Set task 1: Translate into French this sentence from the cabbage spacing text: "Fix this, and we are on our way to sustainable farming."
Set task 2: Repeat word for word the part of the cabbage spacing text that begins at "At this spacing" and stops after "not making maximum usage of that lima.".

At this spacing (60cmx40cm), you get a plant population of 41,666 cabbages in one hectare (100mx100m) of land; if want large to extra large cabbages, you can work with 60cmx50cm but this will recur your plant population to 33,333, costing you 8,332 cabbages.
If there is no incentive for the extra weight ie if there is no major difference in price between a cabbage weighing 3.5kg and one weighing 5.5kg, you're better off working with 60cmx40cm so that you can make money off the 8,332 cabbages you would lose if you adjusted the spacing.
A spacing of 60cmx40cm means that you will plant 10,416 on a 50mx50m portion of land; this number will you see being productive and making maximum usage of that lima. Anything lower than 10,416 cabbages will mean that you're not being productive and you're not making maximum usage of that lima.
Today, we see people planting 5,000 cabbages, 4,500 cabbages in a lima and then crying foul and saying there is no money in cabbages especially when the market is not willing to pay extra for their cabbages, but only because they want to make up for their lack of productivity.
K3 per cabbage x 5,000 = K15,000
K3 per cabbage x 10,416 = K31,248
Do you see the revenue difference?
To make the same amount of money (K31,248), the person with 5,000 cabbages would need to sell their cabbage at K6.2496.
If the market refuses to give this farmer K6.2496 per cabbage head, they pack up and drop farming because their is no money.
One thing you will notice is that we make alot of losses in farming and very little profit, not because there is not money or profit, but because we are unproductive and don't maximise on our land usage.
Fix this, and we are on our way to sustainable farming.

Information provided:
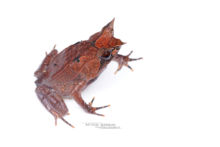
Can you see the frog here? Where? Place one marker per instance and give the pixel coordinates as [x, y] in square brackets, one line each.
[67, 73]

Full response 1: Corrigez cela, et nous serons sur la voie d'une agriculture durable.

Full response 2:
At this spacing (60cmx40cm), you get a plant population of 41,666 cabbages in one hectare (100mx100m) of land; if want large to extra large cabbages, you can work with 60cmx50cm but this will recur your plant population to 33,333, costing you 8,332 cabbages.
If there is no incentive for the extra weight ie if there is no major difference in price between a cabbage weighing 3.5kg and one weighing 5.5kg, you're better off working with 60cmx40cm so that you can make money off the 8,332 cabbages you would lose if you adjusted the spacing.
A spacing of 60cmx40cm means that you will plant 10,416 on a 50mx50m portion of land; this number will you see being productive and making maximum usage of that lima. Anything lower than 10,416 cabbages will mean that you're not being productive and you're not making maximum usage of that lima.